Exercise materials:
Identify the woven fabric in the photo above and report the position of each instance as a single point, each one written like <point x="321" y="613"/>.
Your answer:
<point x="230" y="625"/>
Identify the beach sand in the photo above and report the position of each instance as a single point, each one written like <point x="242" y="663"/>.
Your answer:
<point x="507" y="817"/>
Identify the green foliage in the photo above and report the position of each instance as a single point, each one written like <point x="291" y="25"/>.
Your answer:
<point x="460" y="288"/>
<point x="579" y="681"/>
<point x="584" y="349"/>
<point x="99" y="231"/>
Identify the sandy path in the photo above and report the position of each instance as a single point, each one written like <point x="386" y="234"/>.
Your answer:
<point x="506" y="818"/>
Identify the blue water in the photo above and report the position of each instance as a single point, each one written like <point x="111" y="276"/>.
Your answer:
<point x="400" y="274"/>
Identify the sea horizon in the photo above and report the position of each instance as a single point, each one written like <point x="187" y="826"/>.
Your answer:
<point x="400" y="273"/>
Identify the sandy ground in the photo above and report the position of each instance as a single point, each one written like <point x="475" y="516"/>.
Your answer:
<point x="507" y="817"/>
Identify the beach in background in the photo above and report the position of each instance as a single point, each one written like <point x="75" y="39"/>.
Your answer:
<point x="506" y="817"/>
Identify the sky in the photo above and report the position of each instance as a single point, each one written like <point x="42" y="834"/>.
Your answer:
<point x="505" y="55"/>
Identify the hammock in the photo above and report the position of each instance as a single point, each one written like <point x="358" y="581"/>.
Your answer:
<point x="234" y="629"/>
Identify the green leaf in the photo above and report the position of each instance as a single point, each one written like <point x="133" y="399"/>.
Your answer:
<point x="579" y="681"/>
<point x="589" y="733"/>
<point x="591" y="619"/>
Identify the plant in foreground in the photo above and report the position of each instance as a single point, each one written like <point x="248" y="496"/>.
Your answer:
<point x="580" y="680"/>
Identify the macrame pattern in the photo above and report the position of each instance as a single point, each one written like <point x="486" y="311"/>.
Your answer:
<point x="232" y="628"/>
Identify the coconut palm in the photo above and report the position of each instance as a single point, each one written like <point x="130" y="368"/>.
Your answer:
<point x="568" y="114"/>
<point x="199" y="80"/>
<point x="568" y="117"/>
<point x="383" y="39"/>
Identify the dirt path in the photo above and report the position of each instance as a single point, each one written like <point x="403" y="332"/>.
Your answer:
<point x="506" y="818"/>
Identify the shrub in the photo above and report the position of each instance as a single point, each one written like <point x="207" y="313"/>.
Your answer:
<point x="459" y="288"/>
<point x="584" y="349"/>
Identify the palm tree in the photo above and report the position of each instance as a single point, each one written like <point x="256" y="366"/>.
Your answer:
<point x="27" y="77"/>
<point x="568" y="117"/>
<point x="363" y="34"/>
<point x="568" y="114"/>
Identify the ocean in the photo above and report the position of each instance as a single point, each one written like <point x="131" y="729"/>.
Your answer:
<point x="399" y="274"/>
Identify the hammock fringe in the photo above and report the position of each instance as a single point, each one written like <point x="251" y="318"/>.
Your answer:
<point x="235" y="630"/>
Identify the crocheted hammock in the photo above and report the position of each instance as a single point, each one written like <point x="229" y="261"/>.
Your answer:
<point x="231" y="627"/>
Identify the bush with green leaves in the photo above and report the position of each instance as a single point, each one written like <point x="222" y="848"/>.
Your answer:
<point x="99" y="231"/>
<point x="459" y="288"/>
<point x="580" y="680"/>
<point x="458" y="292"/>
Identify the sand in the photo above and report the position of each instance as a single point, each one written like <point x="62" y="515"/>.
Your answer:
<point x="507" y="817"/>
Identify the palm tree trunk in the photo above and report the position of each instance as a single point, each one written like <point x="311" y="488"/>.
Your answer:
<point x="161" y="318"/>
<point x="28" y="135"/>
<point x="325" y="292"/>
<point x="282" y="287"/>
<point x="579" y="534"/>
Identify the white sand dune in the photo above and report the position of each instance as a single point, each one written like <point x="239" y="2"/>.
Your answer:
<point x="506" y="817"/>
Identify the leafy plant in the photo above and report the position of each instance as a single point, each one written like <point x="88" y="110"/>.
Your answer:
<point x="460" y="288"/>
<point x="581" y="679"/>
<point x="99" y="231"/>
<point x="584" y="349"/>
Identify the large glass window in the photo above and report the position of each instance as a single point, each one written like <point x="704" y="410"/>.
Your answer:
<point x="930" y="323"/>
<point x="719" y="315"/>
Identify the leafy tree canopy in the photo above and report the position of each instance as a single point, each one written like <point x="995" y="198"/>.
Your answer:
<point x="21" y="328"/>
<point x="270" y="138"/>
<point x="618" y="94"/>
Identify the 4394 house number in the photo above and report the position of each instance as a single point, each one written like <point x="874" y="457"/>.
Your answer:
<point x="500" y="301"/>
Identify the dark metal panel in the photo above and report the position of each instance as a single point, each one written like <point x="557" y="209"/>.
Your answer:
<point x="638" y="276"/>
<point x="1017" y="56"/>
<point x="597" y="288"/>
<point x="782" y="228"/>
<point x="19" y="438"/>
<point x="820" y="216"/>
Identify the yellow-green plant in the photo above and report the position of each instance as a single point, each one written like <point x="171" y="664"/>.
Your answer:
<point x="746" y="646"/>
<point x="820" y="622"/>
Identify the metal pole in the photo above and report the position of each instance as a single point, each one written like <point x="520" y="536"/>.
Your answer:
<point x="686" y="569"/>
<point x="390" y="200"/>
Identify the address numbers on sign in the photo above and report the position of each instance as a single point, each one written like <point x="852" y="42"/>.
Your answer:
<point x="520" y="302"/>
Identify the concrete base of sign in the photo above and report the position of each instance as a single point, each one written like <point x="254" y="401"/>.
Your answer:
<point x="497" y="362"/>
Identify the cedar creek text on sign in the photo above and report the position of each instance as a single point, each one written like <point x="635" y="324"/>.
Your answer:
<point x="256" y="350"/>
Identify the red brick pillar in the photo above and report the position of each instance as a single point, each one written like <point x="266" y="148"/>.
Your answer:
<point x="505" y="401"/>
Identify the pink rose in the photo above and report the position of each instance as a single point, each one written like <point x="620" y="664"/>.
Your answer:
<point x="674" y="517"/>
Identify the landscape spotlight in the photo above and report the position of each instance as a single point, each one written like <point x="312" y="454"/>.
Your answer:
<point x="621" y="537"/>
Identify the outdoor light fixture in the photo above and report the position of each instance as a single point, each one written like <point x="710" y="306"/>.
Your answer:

Written instruction: Extract the data exactly as given.

Written answer:
Identify the woven fabric in the photo above and report the position of each instance as a single point, each one written like <point x="321" y="613"/>.
Your answer:
<point x="230" y="625"/>
Identify the beach sand in the photo above and report the position of each instance as a single point, each one written like <point x="242" y="663"/>.
Your answer:
<point x="507" y="817"/>
Identify the green foliage in the photo above and report the position of each instance as a single point, each one written like <point x="291" y="25"/>.
Your answer:
<point x="460" y="288"/>
<point x="579" y="681"/>
<point x="584" y="349"/>
<point x="99" y="231"/>
Identify the sandy path in the photo above and report the position of each instance as a single point, each one written like <point x="386" y="234"/>.
Your answer:
<point x="506" y="818"/>
Identify the blue water in the photo above and report the position of each instance as a single point, each one written like <point x="111" y="276"/>.
Your answer:
<point x="400" y="274"/>
Identify the sea horizon in the photo above and report the position of each instance as a single point, each one written like <point x="187" y="826"/>.
Your answer:
<point x="400" y="273"/>
Identify the sandy ground in the photo above and report the position of each instance as a single point, each one written like <point x="475" y="516"/>.
Your answer:
<point x="507" y="817"/>
Identify the beach in background in the photo above and report the position of each instance as a single point, each one written like <point x="75" y="39"/>.
Your answer:
<point x="506" y="817"/>
Identify the sky in the photo above and report the position of each instance as a single point, each one written like <point x="42" y="834"/>.
Your answer:
<point x="505" y="55"/>
Identify the hammock in the photo above and report the position of each instance as a single point, each one written like <point x="358" y="581"/>.
Your answer:
<point x="234" y="629"/>
Identify the green leaf in the photo above and report the position of each instance as a single point, each one written like <point x="133" y="399"/>.
Your answer:
<point x="579" y="681"/>
<point x="589" y="733"/>
<point x="591" y="619"/>
Identify the plant in foreground in the photo above and report the position of each instance as a single point, each one written like <point x="248" y="496"/>.
Your answer:
<point x="580" y="680"/>
Identify the macrame pattern in the photo above and report the position of each instance as a single point, each one written like <point x="486" y="311"/>.
Your answer:
<point x="232" y="628"/>
Identify the coconut palm in the photo above and report the position of each instance as a single point, each one written like <point x="130" y="368"/>.
Your answer:
<point x="568" y="114"/>
<point x="199" y="80"/>
<point x="568" y="117"/>
<point x="383" y="39"/>
Identify the dirt path in the photo above and report the position of each instance as a single point, each one written like <point x="403" y="332"/>.
Your answer:
<point x="506" y="818"/>
Identify the shrub in the photo above and report the position of each instance as a single point, each one written like <point x="207" y="313"/>.
Your answer:
<point x="459" y="288"/>
<point x="584" y="349"/>
Identify the palm tree in the photo above and report the position of each instance as a single point, each one written like <point x="256" y="366"/>.
Your answer:
<point x="27" y="77"/>
<point x="568" y="117"/>
<point x="363" y="34"/>
<point x="568" y="114"/>
Identify the ocean in the photo above and report the position of each instance as a single point, each one written like <point x="131" y="729"/>.
Your answer:
<point x="399" y="274"/>
Identify the hammock fringe in the photo above and report the position of each instance as a single point, each one written like <point x="251" y="318"/>.
Your answer:
<point x="235" y="630"/>
Identify the crocheted hammock in the photo above and report the position of each instance as a single point, each one written like <point x="229" y="261"/>.
Your answer:
<point x="231" y="627"/>
Identify the bush with green leaves in the photo above and report the position of each instance as a single point, each one written like <point x="222" y="848"/>.
Your answer:
<point x="99" y="231"/>
<point x="459" y="288"/>
<point x="580" y="680"/>
<point x="458" y="292"/>
Identify the sand in the photo above and report the position of each instance as a single point, each one written like <point x="62" y="515"/>.
Your answer:
<point x="507" y="817"/>
Identify the palm tree trunk in the photo above and report the position of each instance as a single point, each one written like <point x="311" y="488"/>.
Your answer:
<point x="161" y="318"/>
<point x="28" y="135"/>
<point x="325" y="292"/>
<point x="282" y="287"/>
<point x="579" y="534"/>
Identify the white sand dune in the photo above and report the position of each instance as a single point, each one written like <point x="239" y="2"/>.
Your answer:
<point x="506" y="817"/>
Identify the leafy plant in the photo above and report the position of each instance as a single point, each one written like <point x="88" y="110"/>.
Your answer:
<point x="460" y="288"/>
<point x="581" y="679"/>
<point x="99" y="231"/>
<point x="584" y="349"/>
Identify the large glass window in the photo above and report the position of each instance as a single point, each one written like <point x="704" y="410"/>.
Your answer:
<point x="930" y="323"/>
<point x="719" y="315"/>
Identify the leafy tree canopy in the photo above and report the position of each instance as a single point, each one written like <point x="995" y="198"/>.
Your answer:
<point x="21" y="328"/>
<point x="270" y="138"/>
<point x="618" y="94"/>
Identify the 4394 house number in the photo above and report the position of each instance as a single point, each one written like <point x="874" y="457"/>.
Your answer:
<point x="500" y="301"/>
Identify the dark metal panel in the photo above and report the position of each instance as a single point, each one written like <point x="557" y="209"/>.
Your answer:
<point x="638" y="276"/>
<point x="1017" y="56"/>
<point x="597" y="288"/>
<point x="782" y="228"/>
<point x="19" y="438"/>
<point x="820" y="216"/>
Identify the yellow-green plant in the photo above and report the position of each instance as a single point, each one written like <point x="171" y="664"/>.
Your answer:
<point x="746" y="646"/>
<point x="820" y="622"/>
Identify the metal pole in the photo above and report the position of each instance as a single point, each one written like <point x="520" y="536"/>.
Your answer:
<point x="686" y="569"/>
<point x="390" y="200"/>
Identify the address numbers on sign in the photo above and report the position of each instance as a single point, each one written like <point x="852" y="42"/>.
Your answer:
<point x="520" y="302"/>
Identify the concrete base of sign in the photo above and report the position of each instance as a single point, each one written like <point x="254" y="401"/>.
Your answer:
<point x="497" y="362"/>
Identify the cedar creek text on sign in the photo above and report the position of each instance as a single point, each one written like <point x="635" y="324"/>.
Your answer:
<point x="256" y="350"/>
Identify the red brick pillar in the photo above and report the position of each instance as a single point, each one written like <point x="266" y="148"/>.
Your answer:
<point x="505" y="401"/>
Identify the pink rose in the photo above and report the position of each instance as a single point, each one written like <point x="620" y="664"/>.
Your answer:
<point x="674" y="517"/>
Identify the landscape spotlight in the photo above and report the position of each instance as a single point, each one written like <point x="312" y="454"/>.
Your answer:
<point x="621" y="537"/>
Identify the outdoor light fixture in the photo above and report the position of each instance as a single point, each one written like <point x="710" y="306"/>.
Your answer:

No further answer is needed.